作業一覧:
1) 本文によると、縮小画像に対して通常の探索幅で対応点探索を行うと、近距離物体の対応点を検出できる。その理由を本文に基づいて1～3文で説明してください。
2) 本文から、「対応点探索は、ステレオ撮像に」を含む語句で始まり「理負担は「1.25」である。」で終わる部分を、一字一句変えずに書き写してください。

本文:
::::

対応点探索は、ステレオ撮像により得られた2枚の撮像画像をそれぞれ基準画像と比較画像としたときに、基準画像上の或る画素ブロック(例えば4画素・4画素等の所定サイズ)に対応する画素ブロック(同一被写体が映し出されているとみなされる画素ブロック:対応点)を、比較画像上から探索する処理である。具体的には、基準画像上の画素ブロックに対する相関値が最も大となる画素ブロックを比較画像上より探索する処理である。
このように、対応点探索は、比較画像上で1画素ずつ画素ブロックをシフトさせながら相関値を求めていくので、比較的処理負担が大きい。
そこで、先に本出願人は、近距離物体についての対応点探索を縮小画像に基づき実行する手法を提案している(上記特許文献1を参照)。具体的に、上記特許文献1に記載の手法では、遠距離物体についての対応点探索を通常サイズの撮像画像(以下「通常画像」と表記)に基づき通常の探索幅で行い、近距離物体についての対応点探索を、通常画像の縦・横の画素数をそれぞれ1/2とした1/4縮小画像に基づき、前記通常の探索幅で行っている。
縮小画像では被写体のサイズも縮小されるので、上記のように縮小画像について通常の探索幅による対応点探索を行うと、探索範囲を広げたことと同等の作用が得られ、近距離物体についての対応点を検出できる。そして、対応点探索の最小単位である画素ブロックのサイズも、画像の縮小率に合わせて縮小化するので、その分、縮小画像に基づき行う対応点探索の処理負担は、通常画像に基づき行われる遠距離物体についての処理負担に対し、画像の縮小率の分だけ軽減できる。具体的に、画像の縮小率が上記のように1/2・1/2=1/4とされた場合には、近距離物体についての対応点探索に係る処理負担は、通常画像に基づく遠距離物体についての対応点探索に係る処理負担を「1」とすると、「1/4」に抑えられる。すなわち、遠距離物体から近距離物体までを検出するための対応点探索に係る処理負担は「1.25」である。

::::

記録データ:
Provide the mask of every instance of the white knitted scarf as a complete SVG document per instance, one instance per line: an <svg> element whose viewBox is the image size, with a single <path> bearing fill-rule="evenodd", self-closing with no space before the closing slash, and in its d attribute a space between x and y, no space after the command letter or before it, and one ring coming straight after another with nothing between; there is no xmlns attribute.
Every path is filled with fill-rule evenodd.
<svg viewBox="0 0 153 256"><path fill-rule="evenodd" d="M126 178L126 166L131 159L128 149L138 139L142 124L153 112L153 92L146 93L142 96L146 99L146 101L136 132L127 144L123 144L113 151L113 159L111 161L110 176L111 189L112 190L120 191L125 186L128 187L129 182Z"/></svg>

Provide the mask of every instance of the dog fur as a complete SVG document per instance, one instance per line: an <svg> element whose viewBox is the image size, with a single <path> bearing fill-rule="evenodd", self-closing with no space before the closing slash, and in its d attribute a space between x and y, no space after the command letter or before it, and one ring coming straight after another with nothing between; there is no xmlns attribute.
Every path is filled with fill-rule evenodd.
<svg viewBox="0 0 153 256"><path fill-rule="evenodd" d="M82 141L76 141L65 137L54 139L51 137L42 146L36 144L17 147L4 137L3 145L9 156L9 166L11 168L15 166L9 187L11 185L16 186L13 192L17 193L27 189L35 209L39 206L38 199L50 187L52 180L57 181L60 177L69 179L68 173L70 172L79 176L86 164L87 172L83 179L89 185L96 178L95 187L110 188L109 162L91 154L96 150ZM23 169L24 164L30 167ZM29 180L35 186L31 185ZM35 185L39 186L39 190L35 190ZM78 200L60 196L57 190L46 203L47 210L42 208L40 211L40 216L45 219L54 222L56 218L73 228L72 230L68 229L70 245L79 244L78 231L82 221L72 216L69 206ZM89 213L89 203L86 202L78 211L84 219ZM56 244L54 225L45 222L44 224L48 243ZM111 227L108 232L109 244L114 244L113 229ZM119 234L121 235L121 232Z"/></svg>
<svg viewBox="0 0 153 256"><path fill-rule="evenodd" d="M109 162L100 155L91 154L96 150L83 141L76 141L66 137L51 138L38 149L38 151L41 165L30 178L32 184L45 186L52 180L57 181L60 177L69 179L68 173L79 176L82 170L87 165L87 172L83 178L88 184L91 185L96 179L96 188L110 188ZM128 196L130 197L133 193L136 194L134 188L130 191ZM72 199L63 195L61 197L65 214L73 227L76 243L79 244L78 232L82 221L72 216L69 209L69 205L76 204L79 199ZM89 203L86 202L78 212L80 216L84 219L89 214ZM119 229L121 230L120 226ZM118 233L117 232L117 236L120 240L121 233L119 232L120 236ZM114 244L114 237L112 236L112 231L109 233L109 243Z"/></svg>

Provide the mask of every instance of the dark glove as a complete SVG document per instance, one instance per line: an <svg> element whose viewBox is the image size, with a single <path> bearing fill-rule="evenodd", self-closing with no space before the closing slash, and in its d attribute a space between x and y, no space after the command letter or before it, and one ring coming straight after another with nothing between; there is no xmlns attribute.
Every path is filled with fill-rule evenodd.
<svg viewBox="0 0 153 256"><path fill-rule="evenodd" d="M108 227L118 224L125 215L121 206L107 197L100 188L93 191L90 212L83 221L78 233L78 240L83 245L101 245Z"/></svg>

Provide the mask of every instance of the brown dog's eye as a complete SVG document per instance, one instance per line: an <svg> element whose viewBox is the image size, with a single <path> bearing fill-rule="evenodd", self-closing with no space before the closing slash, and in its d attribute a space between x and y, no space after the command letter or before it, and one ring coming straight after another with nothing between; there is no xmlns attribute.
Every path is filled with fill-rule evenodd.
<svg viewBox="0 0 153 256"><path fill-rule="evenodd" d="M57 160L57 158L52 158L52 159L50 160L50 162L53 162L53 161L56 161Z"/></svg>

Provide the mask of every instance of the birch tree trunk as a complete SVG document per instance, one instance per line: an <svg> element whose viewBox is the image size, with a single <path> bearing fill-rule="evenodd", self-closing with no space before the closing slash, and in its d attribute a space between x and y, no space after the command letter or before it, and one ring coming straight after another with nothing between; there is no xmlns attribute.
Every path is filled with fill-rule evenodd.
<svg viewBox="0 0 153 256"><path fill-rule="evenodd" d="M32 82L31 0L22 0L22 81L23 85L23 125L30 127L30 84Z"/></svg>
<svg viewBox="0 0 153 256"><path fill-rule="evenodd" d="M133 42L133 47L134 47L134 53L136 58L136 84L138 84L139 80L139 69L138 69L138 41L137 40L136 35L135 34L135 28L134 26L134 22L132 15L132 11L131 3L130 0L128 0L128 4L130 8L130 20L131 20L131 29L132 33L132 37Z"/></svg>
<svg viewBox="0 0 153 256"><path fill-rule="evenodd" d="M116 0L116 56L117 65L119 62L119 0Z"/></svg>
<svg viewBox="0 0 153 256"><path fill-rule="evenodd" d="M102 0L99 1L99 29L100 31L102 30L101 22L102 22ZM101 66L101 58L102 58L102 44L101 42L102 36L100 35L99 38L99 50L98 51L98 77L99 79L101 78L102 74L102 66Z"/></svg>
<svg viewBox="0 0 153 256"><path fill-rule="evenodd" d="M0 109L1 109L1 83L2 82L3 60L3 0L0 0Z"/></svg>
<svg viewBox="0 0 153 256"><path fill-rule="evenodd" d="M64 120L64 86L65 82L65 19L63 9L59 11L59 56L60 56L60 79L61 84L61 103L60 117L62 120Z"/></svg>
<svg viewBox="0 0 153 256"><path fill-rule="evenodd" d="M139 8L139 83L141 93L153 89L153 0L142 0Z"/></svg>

::::

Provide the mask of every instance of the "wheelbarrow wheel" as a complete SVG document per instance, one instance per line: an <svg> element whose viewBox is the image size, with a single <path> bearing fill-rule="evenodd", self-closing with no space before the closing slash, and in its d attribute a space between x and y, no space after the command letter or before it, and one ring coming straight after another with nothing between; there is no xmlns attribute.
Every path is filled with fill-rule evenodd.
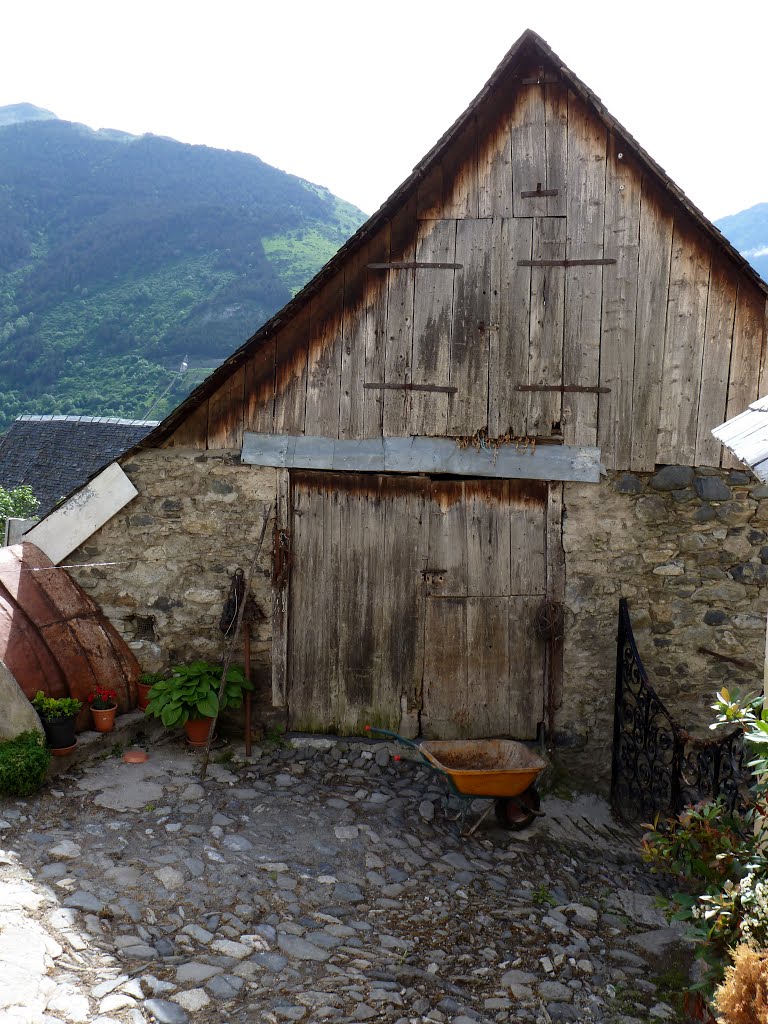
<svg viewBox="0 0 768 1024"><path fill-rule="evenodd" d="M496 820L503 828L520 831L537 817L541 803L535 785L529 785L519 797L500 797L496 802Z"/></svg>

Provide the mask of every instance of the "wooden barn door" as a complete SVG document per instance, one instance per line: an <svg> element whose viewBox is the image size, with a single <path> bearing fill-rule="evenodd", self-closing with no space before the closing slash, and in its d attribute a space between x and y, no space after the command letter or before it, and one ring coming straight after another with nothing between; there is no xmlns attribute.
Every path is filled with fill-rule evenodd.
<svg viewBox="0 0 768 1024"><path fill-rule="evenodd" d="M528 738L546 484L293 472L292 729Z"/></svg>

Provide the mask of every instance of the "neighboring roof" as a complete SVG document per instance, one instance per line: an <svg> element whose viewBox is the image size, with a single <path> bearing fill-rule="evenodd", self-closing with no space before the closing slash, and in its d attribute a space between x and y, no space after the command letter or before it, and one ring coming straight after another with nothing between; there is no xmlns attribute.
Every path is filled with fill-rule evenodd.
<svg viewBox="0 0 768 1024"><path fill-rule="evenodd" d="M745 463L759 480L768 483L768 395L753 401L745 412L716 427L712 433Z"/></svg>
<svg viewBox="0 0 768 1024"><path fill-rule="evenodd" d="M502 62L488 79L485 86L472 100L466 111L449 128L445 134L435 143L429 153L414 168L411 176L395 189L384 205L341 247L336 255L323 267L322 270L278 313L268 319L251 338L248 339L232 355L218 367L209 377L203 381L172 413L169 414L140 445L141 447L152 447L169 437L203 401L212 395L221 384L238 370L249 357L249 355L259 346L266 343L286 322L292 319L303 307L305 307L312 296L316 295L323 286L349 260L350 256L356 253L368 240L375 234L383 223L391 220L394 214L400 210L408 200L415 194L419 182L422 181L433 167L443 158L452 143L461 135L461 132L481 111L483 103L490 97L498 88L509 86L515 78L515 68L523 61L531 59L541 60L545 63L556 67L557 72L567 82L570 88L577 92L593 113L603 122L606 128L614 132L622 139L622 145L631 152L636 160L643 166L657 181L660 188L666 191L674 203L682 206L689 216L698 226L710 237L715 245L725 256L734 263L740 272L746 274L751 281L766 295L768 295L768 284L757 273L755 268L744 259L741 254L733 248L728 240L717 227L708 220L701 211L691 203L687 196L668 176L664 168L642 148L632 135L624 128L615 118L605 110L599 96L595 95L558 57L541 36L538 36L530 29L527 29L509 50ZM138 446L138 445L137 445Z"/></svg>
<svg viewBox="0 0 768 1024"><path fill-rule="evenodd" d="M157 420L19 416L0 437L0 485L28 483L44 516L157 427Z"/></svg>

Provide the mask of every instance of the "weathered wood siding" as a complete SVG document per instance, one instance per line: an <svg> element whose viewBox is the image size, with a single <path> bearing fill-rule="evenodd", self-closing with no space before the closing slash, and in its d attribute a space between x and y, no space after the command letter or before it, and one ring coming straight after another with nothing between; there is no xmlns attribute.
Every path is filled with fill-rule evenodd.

::::

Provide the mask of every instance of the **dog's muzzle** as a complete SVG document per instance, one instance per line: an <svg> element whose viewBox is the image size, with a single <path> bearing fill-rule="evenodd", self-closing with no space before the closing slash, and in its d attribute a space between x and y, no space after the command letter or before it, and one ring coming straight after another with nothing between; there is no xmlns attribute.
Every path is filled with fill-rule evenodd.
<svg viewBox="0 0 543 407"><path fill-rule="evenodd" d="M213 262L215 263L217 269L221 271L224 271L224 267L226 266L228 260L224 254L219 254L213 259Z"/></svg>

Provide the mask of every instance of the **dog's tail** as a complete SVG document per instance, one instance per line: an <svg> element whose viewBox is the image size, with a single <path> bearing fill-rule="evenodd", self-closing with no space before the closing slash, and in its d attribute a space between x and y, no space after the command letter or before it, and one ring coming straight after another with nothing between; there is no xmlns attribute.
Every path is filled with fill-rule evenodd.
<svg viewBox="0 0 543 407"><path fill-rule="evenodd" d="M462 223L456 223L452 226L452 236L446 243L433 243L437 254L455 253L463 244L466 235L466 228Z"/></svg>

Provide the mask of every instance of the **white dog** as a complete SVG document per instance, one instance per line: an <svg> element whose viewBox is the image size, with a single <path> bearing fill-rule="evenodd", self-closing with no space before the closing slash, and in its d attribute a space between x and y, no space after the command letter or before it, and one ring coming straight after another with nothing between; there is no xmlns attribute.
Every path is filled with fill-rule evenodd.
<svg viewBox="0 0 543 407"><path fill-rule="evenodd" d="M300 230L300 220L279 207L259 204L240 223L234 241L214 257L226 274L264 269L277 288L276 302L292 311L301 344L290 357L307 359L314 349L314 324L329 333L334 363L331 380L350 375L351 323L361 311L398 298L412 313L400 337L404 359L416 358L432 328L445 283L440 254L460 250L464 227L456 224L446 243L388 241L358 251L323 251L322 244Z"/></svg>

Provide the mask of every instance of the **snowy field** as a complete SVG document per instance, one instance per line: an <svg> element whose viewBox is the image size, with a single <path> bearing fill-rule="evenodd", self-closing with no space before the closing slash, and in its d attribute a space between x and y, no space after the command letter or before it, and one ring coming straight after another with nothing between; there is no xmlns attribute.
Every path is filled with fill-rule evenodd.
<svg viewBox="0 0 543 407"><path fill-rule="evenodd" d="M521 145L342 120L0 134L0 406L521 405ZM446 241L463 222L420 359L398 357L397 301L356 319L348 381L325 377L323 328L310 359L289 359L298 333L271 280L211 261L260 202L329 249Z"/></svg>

::::

作業ごとの回答:
1) 縮小画像では被写体のサイズも縮小される。そのため、通常の探索幅のまま対応点探索を行っても、探索範囲を広げたのと同等の作用が得られる。その結果、近距離物体についての対応点を検出できる。

2)
対応点探索は、ステレオ撮像により得られた2枚の撮像画像をそれぞれ基準画像と比較画像としたときに、基準画像上の或る画素ブロック(例えば4画素・4画素等の所定サイズ)に対応する画素ブロック(同一被写体が映し出されているとみなされる画素ブロック:対応点)を、比較画像上から探索する処理である。具体的には、基準画像上の画素ブロックに対する相関値が最も大となる画素ブロックを比較画像上より探索する処理である。
このように、対応点探索は、比較画像上で1画素ずつ画素ブロックをシフトさせながら相関値を求めていくので、比較的処理負担が大きい。
そこで、先に本出願人は、近距離物体についての対応点探索を縮小画像に基づき実行する手法を提案している(上記特許文献1を参照)。具体的に、上記特許文献1に記載の手法では、遠距離物体についての対応点探索を通常サイズの撮像画像(以下「通常画像」と表記)に基づき通常の探索幅で行い、近距離物体についての対応点探索を、通常画像の縦・横の画素数をそれぞれ1/2とした1/4縮小画像に基づき、前記通常の探索幅で行っている。
縮小画像では被写体のサイズも縮小されるので、上記のように縮小画像について通常の探索幅による対応点探索を行うと、探索範囲を広げたことと同等の作用が得られ、近距離物体についての対応点を検出できる。そして、対応点探索の最小単位である画素ブロックのサイズも、画像の縮小率に合わせて縮小化するので、その分、縮小画像に基づき行う対応点探索の処理負担は、通常画像に基づき行われる遠距離物体についての処理負担に対し、画像の縮小率の分だけ軽減できる。具体的に、画像の縮小率が上記のように1/2・1/2=1/4とされた場合には、近距離物体についての対応点探索に係る処理負担は、通常画像に基づく遠距離物体についての対応点探索に係る処理負担を「1」とすると、「1/4」に抑えられる。すなわち、遠距離物体から近距離物体までを検出するための対応点探索に係る処理負担は「1.25」である。